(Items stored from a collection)

________________________________________

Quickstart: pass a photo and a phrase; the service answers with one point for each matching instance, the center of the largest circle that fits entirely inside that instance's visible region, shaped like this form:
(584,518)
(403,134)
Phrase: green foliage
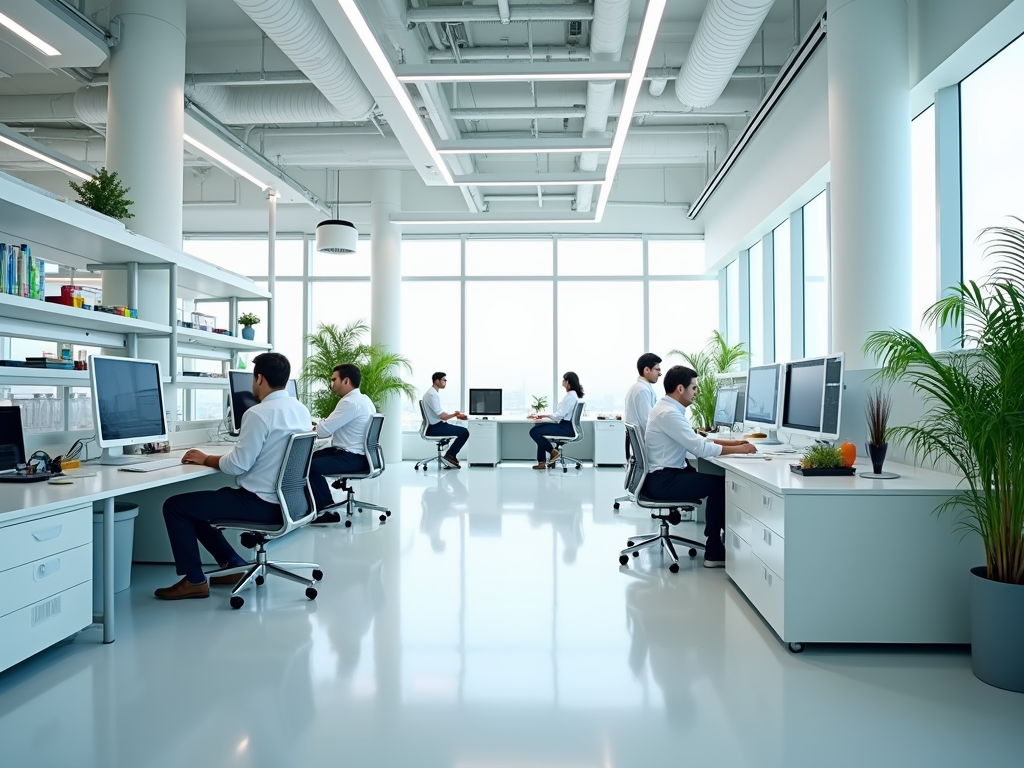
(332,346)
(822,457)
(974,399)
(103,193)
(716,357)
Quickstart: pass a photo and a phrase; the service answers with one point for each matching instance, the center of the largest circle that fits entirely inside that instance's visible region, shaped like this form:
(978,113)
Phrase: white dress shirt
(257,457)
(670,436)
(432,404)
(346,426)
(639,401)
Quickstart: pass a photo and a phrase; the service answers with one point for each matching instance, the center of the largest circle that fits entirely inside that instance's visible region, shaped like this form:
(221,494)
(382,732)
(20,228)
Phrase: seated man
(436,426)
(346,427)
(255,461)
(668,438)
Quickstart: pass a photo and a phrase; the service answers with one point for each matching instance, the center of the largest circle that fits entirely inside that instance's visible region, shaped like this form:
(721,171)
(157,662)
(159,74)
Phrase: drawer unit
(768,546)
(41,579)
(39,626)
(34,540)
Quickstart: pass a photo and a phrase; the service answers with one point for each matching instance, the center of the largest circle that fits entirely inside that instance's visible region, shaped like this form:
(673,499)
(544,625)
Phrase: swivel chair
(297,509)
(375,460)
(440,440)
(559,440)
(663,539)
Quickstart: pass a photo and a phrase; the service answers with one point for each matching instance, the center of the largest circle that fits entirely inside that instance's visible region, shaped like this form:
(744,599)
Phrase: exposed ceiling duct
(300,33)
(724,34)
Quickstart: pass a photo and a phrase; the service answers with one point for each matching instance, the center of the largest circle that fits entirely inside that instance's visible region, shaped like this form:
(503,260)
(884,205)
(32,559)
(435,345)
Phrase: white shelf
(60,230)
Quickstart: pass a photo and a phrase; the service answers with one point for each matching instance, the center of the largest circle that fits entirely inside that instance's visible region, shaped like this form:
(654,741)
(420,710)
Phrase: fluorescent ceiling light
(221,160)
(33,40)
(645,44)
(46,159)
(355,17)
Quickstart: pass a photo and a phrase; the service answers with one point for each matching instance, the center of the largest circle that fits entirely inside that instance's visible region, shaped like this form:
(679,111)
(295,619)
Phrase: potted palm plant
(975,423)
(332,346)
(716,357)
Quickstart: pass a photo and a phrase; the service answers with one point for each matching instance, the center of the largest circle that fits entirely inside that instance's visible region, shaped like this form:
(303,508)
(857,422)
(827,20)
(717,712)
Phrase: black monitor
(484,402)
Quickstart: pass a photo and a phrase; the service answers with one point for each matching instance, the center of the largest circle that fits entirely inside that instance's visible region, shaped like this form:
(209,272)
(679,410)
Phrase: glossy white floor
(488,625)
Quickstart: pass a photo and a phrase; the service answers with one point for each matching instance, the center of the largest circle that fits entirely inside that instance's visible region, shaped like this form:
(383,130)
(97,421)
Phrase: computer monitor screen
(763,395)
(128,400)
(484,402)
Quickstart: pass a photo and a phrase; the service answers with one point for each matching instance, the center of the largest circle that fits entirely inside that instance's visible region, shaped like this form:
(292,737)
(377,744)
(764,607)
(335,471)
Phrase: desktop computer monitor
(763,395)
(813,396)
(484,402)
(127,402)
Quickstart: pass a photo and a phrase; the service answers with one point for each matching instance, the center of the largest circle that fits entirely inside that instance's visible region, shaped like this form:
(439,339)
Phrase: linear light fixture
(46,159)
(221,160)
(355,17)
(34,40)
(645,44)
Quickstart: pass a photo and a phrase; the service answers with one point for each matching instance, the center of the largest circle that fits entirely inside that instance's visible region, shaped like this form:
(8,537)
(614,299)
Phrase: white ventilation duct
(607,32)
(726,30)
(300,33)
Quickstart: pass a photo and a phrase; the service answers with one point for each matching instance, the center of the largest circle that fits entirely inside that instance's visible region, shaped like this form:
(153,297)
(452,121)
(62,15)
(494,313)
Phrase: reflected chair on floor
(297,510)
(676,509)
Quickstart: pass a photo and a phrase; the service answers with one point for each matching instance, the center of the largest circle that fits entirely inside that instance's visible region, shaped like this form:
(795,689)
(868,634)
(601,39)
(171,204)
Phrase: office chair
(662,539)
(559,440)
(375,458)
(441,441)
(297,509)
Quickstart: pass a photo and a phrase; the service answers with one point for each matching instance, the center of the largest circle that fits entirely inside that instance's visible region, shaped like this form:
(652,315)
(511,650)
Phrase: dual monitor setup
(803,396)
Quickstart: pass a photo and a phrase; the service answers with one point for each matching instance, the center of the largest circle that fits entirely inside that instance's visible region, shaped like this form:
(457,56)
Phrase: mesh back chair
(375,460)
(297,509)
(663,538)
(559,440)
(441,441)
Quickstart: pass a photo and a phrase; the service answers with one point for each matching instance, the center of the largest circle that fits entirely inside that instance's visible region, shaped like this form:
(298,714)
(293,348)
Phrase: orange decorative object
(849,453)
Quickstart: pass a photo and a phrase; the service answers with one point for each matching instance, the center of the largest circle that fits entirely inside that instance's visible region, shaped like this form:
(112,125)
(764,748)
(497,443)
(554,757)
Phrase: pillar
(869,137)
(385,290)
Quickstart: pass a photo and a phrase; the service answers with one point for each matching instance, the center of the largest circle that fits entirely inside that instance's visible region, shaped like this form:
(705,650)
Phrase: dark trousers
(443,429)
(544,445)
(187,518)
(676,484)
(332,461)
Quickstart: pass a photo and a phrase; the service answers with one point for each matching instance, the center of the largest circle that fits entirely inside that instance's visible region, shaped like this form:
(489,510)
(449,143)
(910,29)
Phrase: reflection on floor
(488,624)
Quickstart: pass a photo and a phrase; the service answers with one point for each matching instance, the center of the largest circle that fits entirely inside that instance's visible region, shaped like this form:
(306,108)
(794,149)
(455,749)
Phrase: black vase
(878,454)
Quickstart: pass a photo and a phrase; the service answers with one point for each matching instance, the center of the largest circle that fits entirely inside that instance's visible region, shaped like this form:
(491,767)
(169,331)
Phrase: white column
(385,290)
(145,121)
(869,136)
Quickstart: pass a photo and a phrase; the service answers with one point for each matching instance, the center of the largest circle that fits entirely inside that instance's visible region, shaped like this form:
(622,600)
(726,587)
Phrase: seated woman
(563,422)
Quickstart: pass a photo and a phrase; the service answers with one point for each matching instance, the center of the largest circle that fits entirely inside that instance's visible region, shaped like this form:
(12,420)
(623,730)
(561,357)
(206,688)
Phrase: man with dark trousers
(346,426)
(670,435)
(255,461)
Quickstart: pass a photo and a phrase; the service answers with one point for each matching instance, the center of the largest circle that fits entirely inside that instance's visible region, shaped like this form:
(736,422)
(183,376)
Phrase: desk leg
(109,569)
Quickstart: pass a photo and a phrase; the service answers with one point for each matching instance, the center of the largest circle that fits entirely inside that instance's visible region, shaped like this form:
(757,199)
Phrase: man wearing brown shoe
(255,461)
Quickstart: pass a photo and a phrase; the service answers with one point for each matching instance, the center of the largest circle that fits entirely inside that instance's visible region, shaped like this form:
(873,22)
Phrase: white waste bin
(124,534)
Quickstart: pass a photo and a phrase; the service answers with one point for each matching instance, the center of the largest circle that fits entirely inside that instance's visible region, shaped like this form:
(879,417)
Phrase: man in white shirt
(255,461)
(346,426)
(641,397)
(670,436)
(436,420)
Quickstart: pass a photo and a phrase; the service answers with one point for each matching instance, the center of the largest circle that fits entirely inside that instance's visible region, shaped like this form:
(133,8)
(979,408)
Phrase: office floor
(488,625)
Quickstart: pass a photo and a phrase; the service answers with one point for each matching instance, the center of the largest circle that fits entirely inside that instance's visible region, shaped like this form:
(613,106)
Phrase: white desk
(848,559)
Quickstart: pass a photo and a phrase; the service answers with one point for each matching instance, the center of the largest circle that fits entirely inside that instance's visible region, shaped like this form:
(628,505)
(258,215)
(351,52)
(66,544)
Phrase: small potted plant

________________________________________

(Given exercise) From the listing above, collect each line that contains the word "monitor" and copy it in full. Matches must have the same uppercase and lowercase letters.

(Response to this exercise)
Phrase: black monitor
Phrase: computer monitor screen
Phrase: desktop computer monitor
Phrase: dual monitor setup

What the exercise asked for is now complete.